## [Required task]
Swap "helmet" for "hard hat" throughout the part of the data that opens with the line containing "In the photo above, where can the yellow drill mast" and closes with the line containing "point(680, 590)". Output only those lines, otherwise unchanged.
──────── Source material
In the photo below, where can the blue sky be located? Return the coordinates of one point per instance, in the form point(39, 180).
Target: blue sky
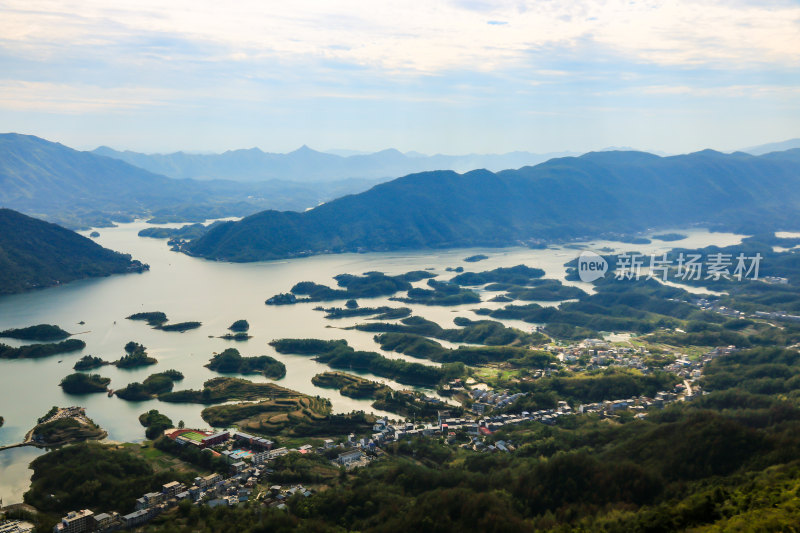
point(436, 77)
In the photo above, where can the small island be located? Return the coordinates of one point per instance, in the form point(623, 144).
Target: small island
point(295, 414)
point(369, 285)
point(670, 237)
point(80, 383)
point(440, 293)
point(239, 331)
point(180, 326)
point(223, 389)
point(240, 325)
point(155, 423)
point(64, 425)
point(158, 320)
point(238, 336)
point(35, 351)
point(338, 355)
point(350, 385)
point(381, 313)
point(152, 386)
point(153, 318)
point(231, 361)
point(135, 356)
point(89, 362)
point(41, 332)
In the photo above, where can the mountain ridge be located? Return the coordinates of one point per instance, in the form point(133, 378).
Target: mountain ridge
point(36, 254)
point(566, 198)
point(307, 164)
point(82, 189)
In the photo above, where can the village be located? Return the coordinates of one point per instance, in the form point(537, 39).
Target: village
point(248, 456)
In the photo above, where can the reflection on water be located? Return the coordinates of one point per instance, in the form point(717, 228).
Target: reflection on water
point(217, 294)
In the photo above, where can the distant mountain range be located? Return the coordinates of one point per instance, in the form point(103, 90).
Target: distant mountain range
point(35, 254)
point(599, 193)
point(307, 165)
point(81, 189)
point(772, 147)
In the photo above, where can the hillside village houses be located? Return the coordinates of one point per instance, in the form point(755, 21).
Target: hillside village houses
point(215, 489)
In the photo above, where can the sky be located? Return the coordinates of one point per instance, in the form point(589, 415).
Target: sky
point(455, 77)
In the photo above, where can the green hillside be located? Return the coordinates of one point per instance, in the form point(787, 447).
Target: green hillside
point(35, 254)
point(604, 193)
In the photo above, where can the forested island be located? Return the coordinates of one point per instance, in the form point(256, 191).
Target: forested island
point(350, 385)
point(440, 293)
point(62, 426)
point(41, 332)
point(80, 383)
point(34, 351)
point(231, 361)
point(369, 285)
point(158, 320)
point(89, 362)
point(337, 354)
point(135, 356)
point(153, 386)
point(225, 389)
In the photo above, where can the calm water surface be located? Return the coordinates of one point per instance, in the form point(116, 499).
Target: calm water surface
point(216, 294)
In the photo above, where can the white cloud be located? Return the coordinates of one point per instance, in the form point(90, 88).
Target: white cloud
point(416, 36)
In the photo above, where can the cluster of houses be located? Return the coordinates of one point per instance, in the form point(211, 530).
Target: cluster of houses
point(15, 526)
point(484, 400)
point(213, 490)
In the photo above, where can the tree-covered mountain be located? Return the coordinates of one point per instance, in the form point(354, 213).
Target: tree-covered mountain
point(80, 189)
point(305, 164)
point(596, 194)
point(34, 253)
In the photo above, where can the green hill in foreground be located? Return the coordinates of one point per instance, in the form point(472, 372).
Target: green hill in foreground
point(35, 254)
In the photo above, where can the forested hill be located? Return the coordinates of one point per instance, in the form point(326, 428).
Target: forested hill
point(597, 193)
point(34, 253)
point(81, 189)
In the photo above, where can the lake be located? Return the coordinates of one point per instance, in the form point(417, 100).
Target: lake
point(217, 294)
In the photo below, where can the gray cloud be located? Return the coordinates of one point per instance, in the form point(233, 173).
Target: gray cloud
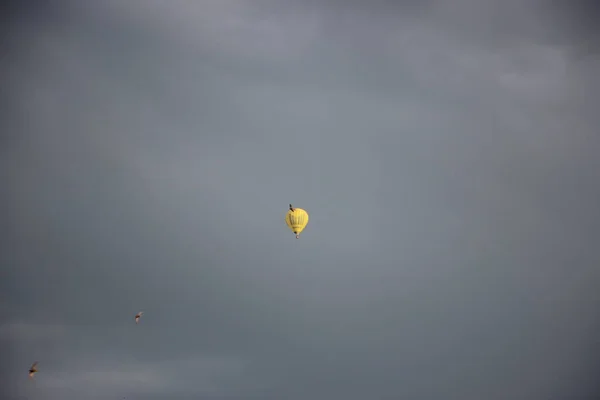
point(447, 155)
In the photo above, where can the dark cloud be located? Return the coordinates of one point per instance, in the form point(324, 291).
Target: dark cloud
point(447, 155)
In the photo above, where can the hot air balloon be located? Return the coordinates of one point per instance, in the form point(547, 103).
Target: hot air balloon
point(33, 369)
point(296, 219)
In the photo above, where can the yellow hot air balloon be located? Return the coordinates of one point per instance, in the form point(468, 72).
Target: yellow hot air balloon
point(296, 219)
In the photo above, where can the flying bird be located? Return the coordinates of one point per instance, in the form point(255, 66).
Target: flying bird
point(138, 316)
point(33, 369)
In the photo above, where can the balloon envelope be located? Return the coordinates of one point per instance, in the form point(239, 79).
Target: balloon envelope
point(296, 220)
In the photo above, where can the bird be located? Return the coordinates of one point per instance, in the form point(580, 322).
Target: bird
point(138, 316)
point(33, 369)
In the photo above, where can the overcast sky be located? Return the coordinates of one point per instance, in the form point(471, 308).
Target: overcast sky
point(447, 152)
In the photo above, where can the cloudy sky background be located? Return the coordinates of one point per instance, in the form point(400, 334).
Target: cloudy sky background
point(447, 152)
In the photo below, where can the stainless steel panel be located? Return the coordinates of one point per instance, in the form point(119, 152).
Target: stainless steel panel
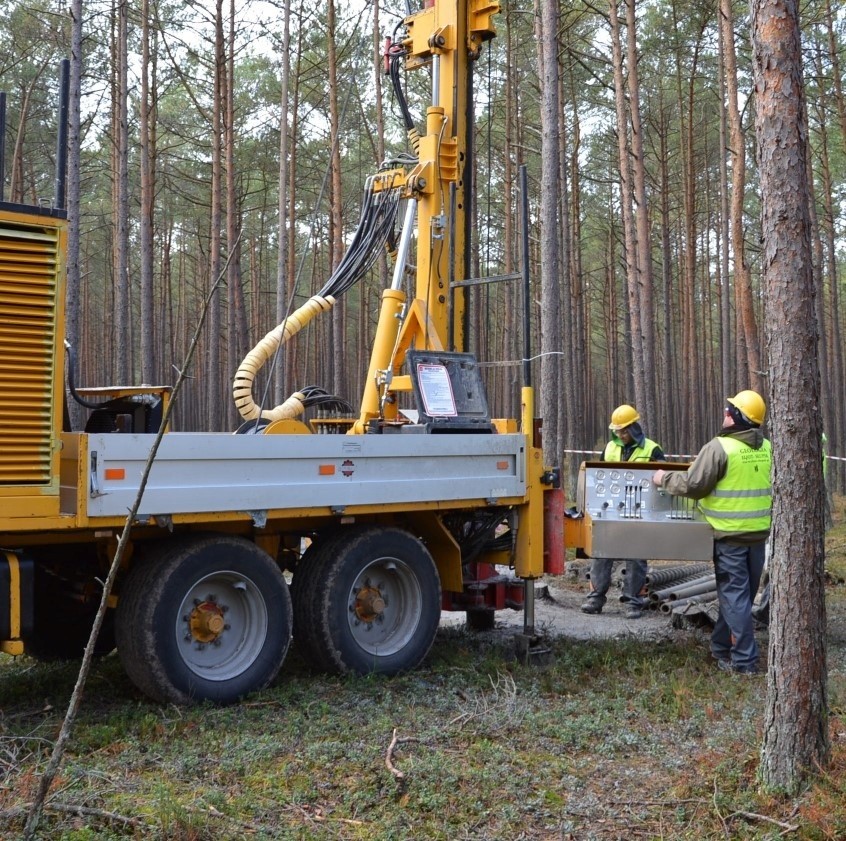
point(628, 517)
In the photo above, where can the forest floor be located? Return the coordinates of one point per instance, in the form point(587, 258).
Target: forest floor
point(619, 729)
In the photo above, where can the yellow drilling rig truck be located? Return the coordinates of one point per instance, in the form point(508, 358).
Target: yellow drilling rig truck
point(409, 508)
point(413, 506)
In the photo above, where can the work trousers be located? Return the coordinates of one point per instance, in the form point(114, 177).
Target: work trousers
point(600, 580)
point(738, 572)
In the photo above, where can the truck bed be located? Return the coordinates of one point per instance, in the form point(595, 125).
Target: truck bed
point(217, 472)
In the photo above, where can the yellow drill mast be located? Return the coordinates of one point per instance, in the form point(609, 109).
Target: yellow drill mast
point(445, 37)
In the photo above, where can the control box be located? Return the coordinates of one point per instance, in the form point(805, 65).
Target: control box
point(628, 517)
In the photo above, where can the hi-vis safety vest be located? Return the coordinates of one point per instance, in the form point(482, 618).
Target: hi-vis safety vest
point(643, 452)
point(742, 500)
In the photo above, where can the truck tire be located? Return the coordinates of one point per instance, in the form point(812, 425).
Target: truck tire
point(369, 602)
point(205, 619)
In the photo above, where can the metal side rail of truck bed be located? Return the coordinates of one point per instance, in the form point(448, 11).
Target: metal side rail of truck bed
point(194, 472)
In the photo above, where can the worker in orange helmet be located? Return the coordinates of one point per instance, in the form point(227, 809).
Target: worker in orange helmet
point(731, 480)
point(628, 443)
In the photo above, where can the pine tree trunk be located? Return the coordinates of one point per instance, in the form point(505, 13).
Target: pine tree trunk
point(795, 740)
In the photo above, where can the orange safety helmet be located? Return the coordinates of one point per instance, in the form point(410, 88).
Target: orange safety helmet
point(622, 417)
point(751, 404)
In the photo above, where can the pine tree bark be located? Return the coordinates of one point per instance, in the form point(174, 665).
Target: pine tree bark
point(122, 332)
point(283, 256)
point(749, 374)
point(550, 264)
point(629, 232)
point(74, 275)
point(146, 143)
point(796, 742)
point(646, 340)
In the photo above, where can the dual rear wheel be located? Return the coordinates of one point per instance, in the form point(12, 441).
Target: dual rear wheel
point(210, 617)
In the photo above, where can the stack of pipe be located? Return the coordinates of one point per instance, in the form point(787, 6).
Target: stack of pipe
point(680, 590)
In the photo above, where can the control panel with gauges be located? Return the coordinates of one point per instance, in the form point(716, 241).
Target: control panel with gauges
point(626, 516)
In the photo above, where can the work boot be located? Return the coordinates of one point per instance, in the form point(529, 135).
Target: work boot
point(728, 666)
point(592, 606)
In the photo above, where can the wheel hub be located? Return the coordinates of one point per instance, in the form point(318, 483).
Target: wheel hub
point(369, 604)
point(206, 622)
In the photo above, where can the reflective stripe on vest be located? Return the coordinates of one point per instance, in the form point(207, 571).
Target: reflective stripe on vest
point(742, 500)
point(643, 452)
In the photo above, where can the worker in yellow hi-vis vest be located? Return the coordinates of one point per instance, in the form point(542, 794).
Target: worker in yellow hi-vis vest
point(628, 443)
point(731, 480)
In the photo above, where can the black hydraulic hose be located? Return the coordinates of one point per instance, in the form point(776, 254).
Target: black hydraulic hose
point(71, 381)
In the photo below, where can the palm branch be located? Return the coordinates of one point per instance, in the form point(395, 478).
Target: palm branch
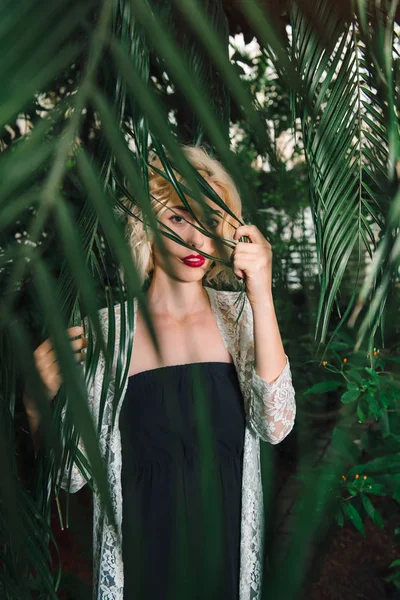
point(78, 159)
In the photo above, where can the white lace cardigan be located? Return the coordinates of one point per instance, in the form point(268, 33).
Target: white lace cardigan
point(270, 414)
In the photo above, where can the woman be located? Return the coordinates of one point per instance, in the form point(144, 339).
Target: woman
point(153, 446)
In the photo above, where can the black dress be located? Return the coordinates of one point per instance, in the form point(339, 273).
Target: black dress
point(182, 434)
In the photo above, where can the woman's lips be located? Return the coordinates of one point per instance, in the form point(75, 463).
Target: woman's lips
point(194, 260)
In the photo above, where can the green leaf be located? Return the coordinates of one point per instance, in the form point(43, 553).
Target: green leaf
point(371, 511)
point(325, 386)
point(350, 396)
point(354, 516)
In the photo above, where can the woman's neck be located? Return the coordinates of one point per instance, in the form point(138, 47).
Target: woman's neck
point(177, 299)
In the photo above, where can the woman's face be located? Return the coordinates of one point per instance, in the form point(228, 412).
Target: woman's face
point(183, 263)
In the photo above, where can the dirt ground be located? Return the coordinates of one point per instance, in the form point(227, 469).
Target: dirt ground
point(348, 567)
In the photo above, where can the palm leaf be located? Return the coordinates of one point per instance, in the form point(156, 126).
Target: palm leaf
point(341, 138)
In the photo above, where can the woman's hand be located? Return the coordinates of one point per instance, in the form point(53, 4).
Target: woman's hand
point(48, 367)
point(253, 261)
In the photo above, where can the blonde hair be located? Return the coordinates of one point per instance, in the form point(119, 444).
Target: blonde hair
point(162, 193)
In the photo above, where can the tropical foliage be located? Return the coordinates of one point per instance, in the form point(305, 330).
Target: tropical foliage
point(88, 89)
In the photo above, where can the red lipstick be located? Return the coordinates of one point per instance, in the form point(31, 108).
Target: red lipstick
point(194, 260)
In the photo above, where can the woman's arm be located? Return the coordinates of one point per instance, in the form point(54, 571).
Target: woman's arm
point(272, 408)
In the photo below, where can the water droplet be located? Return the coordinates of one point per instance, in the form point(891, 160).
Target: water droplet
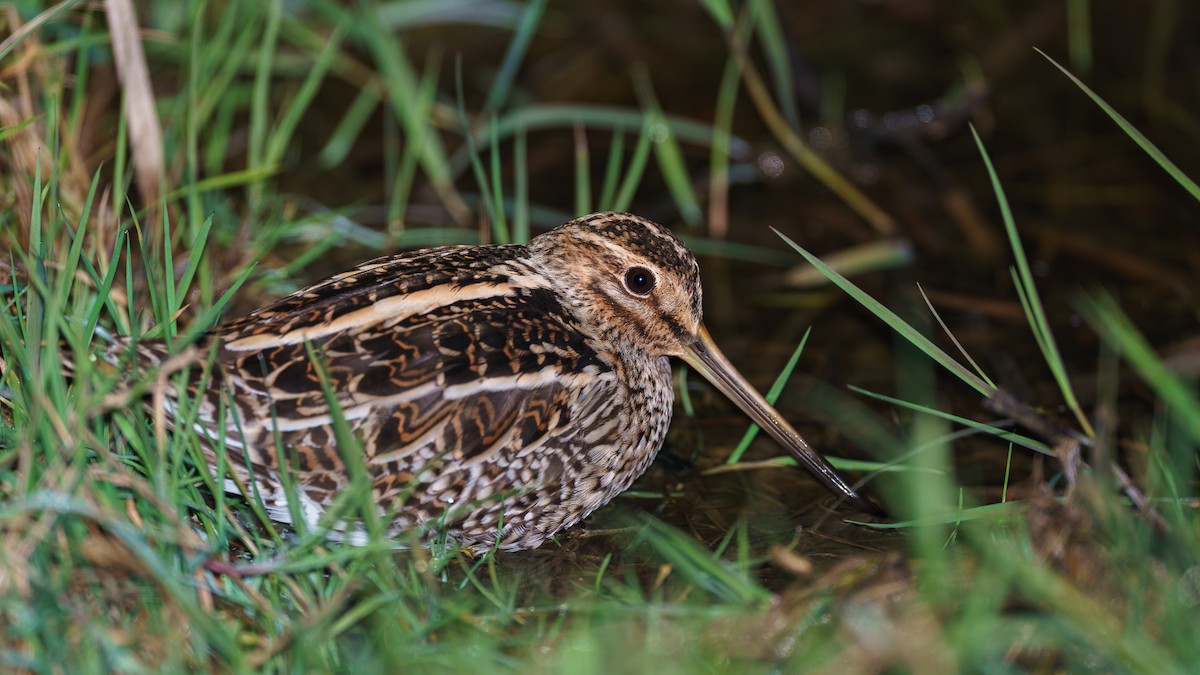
point(771, 165)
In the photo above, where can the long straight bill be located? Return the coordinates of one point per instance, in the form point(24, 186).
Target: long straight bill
point(707, 359)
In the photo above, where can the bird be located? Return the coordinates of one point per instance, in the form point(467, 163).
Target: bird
point(498, 394)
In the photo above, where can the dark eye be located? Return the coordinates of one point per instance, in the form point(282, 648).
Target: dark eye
point(640, 280)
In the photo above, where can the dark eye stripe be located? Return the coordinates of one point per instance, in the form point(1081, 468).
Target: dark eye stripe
point(640, 281)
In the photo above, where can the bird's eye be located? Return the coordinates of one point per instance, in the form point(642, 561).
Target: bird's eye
point(640, 281)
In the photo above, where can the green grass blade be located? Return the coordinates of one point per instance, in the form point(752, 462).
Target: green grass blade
point(503, 83)
point(1132, 132)
point(897, 323)
point(1027, 288)
point(1107, 317)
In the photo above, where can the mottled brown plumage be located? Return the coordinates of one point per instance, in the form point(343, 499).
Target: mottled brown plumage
point(501, 393)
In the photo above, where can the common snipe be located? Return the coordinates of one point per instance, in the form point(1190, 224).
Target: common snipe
point(501, 393)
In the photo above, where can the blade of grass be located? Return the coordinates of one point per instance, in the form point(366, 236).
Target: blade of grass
point(1132, 132)
point(893, 320)
point(1027, 290)
point(1105, 317)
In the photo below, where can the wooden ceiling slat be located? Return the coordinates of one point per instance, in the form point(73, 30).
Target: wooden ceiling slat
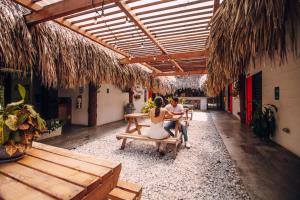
point(158, 30)
point(195, 54)
point(94, 17)
point(172, 7)
point(137, 41)
point(122, 38)
point(150, 4)
point(86, 12)
point(139, 33)
point(185, 43)
point(133, 17)
point(103, 26)
point(61, 9)
point(105, 21)
point(113, 29)
point(195, 40)
point(115, 33)
point(202, 28)
point(155, 21)
point(202, 71)
point(173, 13)
point(204, 20)
point(186, 37)
point(182, 33)
point(180, 36)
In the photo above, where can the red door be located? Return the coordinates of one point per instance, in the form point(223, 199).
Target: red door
point(149, 93)
point(230, 98)
point(248, 99)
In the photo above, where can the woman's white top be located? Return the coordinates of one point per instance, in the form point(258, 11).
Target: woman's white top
point(156, 131)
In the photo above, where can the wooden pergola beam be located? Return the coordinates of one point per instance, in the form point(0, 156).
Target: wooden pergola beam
point(63, 8)
point(163, 57)
point(202, 71)
point(133, 17)
point(35, 7)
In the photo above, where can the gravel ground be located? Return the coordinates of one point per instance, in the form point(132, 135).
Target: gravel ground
point(205, 171)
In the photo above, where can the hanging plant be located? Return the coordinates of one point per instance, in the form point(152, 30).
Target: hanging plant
point(19, 125)
point(263, 122)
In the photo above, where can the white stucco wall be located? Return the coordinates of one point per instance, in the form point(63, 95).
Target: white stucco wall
point(287, 78)
point(79, 116)
point(110, 106)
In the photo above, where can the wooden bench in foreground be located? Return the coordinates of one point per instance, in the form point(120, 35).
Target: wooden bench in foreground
point(48, 172)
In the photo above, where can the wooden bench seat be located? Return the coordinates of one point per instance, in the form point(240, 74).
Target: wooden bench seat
point(125, 191)
point(135, 136)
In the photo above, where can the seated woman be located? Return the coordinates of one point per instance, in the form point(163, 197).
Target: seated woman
point(157, 116)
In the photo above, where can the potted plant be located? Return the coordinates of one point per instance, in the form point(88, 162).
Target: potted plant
point(54, 128)
point(263, 122)
point(20, 124)
point(148, 105)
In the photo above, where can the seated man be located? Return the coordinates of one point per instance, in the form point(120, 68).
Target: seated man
point(177, 109)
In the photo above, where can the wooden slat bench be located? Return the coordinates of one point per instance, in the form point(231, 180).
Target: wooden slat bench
point(135, 132)
point(48, 172)
point(125, 191)
point(176, 141)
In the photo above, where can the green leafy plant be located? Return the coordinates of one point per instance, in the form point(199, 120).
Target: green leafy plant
point(180, 100)
point(263, 122)
point(54, 124)
point(19, 125)
point(148, 105)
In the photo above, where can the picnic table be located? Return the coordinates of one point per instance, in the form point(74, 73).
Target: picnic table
point(48, 172)
point(135, 132)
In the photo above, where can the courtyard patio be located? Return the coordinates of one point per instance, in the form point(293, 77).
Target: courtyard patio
point(226, 161)
point(149, 99)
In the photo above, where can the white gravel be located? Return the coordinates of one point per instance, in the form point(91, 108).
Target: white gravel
point(205, 171)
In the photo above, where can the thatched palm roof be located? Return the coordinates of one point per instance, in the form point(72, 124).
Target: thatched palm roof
point(244, 32)
point(61, 57)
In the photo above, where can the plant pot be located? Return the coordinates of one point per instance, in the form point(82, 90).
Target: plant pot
point(50, 134)
point(4, 157)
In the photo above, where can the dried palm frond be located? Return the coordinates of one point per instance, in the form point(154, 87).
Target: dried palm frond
point(63, 58)
point(246, 31)
point(16, 49)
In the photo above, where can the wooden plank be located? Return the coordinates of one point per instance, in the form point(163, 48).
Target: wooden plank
point(35, 7)
point(102, 190)
point(133, 17)
point(136, 115)
point(96, 170)
point(11, 189)
point(78, 156)
point(176, 56)
point(73, 176)
point(203, 71)
point(124, 185)
point(119, 194)
point(157, 18)
point(181, 21)
point(178, 5)
point(136, 136)
point(63, 8)
point(50, 185)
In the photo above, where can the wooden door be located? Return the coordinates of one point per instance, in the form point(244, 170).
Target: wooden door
point(248, 99)
point(230, 98)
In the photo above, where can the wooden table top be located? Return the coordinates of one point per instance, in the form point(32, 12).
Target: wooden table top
point(48, 172)
point(136, 115)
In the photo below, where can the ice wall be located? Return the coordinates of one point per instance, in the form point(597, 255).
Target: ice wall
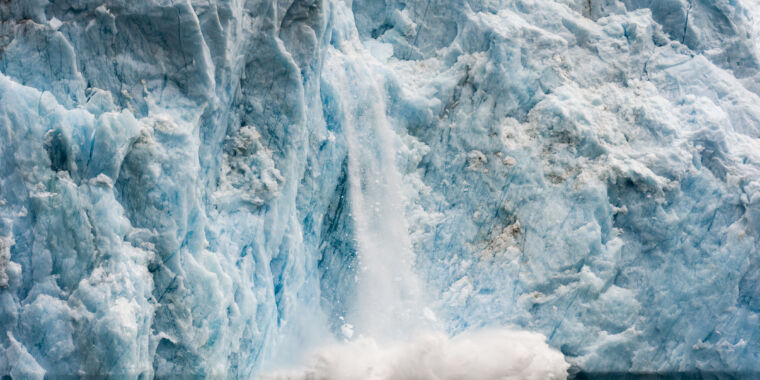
point(181, 181)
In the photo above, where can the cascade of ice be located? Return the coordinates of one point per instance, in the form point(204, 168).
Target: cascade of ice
point(389, 294)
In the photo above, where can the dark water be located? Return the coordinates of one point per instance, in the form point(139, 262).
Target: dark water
point(663, 375)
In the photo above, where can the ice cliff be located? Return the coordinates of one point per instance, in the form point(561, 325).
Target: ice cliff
point(210, 187)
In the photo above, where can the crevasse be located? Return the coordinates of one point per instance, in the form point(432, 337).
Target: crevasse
point(201, 187)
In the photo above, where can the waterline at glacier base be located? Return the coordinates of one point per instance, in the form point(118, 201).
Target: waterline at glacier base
point(379, 189)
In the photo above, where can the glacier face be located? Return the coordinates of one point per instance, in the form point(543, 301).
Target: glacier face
point(187, 187)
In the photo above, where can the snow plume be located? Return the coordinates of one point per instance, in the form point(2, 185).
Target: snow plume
point(483, 354)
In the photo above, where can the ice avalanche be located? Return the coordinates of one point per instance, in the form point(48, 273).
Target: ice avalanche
point(379, 189)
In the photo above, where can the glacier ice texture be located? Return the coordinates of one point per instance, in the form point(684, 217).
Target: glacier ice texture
point(188, 187)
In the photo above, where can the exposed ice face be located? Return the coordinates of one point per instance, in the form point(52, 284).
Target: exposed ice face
point(184, 185)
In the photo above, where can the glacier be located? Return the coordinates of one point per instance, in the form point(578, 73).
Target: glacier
point(233, 188)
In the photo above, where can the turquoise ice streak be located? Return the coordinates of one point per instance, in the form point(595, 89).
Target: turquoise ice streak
point(440, 188)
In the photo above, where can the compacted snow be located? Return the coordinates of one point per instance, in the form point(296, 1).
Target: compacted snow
────────────────
## [Answer to the problem]
In the photo above, where can the yellow drill mast be located? Return the coordinates of one point per instance, in the form point(609, 109).
Target: yellow drill mast
point(445, 37)
In the photo above, where can the control box be located? Return the coordinates of one point per instance, in the form point(805, 65).
Target: control box
point(628, 517)
In the photo above, where can the hi-vis safety vest be located? Return the coordinates of one point per instance, in the form point(482, 618).
Target: hi-vis safety vest
point(643, 452)
point(742, 500)
In the photo above, where can the truck tire be located? Return the coordinates of one point per instance, in the form point(812, 425).
Target: truck tire
point(369, 602)
point(205, 619)
In the photo above, where can the metal side rail of truck bed be located? Return the coordinates of one point per instance, in the form point(448, 11).
Target: metal side rail of truck bed
point(194, 472)
In the photo above, where can the worker in orange hard hat be located? Return the coordinates of one point per instance, in the form point(227, 809).
Target: worker in orange hard hat
point(731, 480)
point(628, 443)
In the photo above, where can the pine tree trunk be located? Return the coordinates of one point per instance, in the form point(505, 13).
Target: pine tree trunk
point(795, 740)
In the photo above, where can the orange safety hard hat be located? Return the coordinates of one point per instance, in the form point(410, 88).
Target: orange safety hard hat
point(622, 417)
point(751, 404)
In the photo above, where can the pine tree bark be located? Return the coordinates of one point per instance, in the form point(174, 665).
Target: pine tree bark
point(122, 332)
point(283, 256)
point(749, 374)
point(550, 264)
point(629, 232)
point(74, 275)
point(146, 143)
point(796, 742)
point(646, 340)
In the photo above, where can the dual rear wheel be located? Return the coordinates of one point per instance, in the form point(12, 441).
Target: dual rear wheel
point(210, 617)
In the photo above, where can the stack of pipe be located? Return the coordinates of one point per instance, in the form point(787, 6).
Target: stack of pipe
point(680, 590)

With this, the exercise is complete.